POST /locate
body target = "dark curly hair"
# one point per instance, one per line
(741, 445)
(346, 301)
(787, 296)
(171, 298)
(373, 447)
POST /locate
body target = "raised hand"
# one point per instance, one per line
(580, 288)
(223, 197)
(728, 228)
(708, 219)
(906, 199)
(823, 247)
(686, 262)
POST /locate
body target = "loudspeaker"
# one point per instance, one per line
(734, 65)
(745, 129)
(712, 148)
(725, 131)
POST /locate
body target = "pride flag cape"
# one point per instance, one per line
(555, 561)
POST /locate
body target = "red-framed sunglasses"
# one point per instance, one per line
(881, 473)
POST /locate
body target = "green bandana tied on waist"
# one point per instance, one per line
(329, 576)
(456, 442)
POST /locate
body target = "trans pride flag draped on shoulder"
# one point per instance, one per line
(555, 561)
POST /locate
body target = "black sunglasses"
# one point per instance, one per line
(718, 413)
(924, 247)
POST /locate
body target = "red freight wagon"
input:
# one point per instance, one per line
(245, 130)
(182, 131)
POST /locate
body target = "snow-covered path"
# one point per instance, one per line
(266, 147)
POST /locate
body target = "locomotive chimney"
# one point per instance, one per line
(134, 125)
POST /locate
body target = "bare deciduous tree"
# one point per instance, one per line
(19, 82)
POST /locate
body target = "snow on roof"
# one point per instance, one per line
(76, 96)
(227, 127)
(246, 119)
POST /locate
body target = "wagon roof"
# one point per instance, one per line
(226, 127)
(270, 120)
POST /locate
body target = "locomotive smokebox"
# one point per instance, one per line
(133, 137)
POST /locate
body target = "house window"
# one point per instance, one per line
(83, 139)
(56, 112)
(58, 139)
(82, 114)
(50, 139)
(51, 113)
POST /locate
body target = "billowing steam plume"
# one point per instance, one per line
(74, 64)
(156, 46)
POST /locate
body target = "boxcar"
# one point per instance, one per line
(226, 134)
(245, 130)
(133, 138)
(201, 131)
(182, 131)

Task to complete: All of the data needs to be repeated exactly.

Solution to this exercise:
POST /locate
body target = "dark curly hair"
# one point per instance, one per line
(741, 445)
(346, 301)
(787, 296)
(171, 298)
(373, 447)
POST /locate
body target = "raised hand"
# one point per instance, one per line
(580, 288)
(223, 197)
(728, 228)
(708, 219)
(906, 199)
(823, 247)
(686, 262)
POST /locate
body target = "loudspeaker"
# one point per instance, one per line
(734, 65)
(745, 129)
(712, 148)
(725, 131)
POST /locate
body target = "pride flag cape"
# one point per instance, one per line
(555, 561)
POST /locate
body target = "red-framed sunglasses"
# one point per instance, one per line
(881, 473)
POST /locate
body target = "green bandana tied on waist"
# one point per instance, one per line
(329, 576)
(456, 442)
POST /locate
body target = "trans pride flag draped on shoulder"
# one point per instance, one per line
(555, 561)
POST /locate
body target = "black sunglasses"
# one point per instance, one per line
(718, 413)
(924, 247)
POST /locate
body target = "red freight wagon"
input:
# one point per instance, one per line
(245, 130)
(182, 131)
POST /locate
body target = "snow-covered path"
# one point per instance, one per line
(266, 147)
POST /locate
body target = "locomotive chimney"
# one point per instance, one per line
(134, 125)
POST /locate
body target = "bare deciduous tree"
# one point per instance, one per line
(19, 82)
POST /locate
body target = "snow on roof"
# one point per instance, one per line
(76, 96)
(227, 127)
(246, 119)
POST /locate
body target = "wagon roof"
# one point per instance, one per line
(226, 127)
(270, 120)
POST /locate
body target = "locomotive smokebox"
# one point per instance, one per line
(133, 137)
POST /locate
body target = "house window"
# one point per instance, one per line
(83, 139)
(56, 112)
(58, 139)
(82, 114)
(50, 139)
(51, 113)
POST /locate
body target = "billowing steam plume"
# one point per instance, one per line
(74, 64)
(156, 46)
POST /locate
body target = "boxcar"
# one point per instance, one per line
(226, 134)
(245, 130)
(133, 138)
(201, 131)
(182, 131)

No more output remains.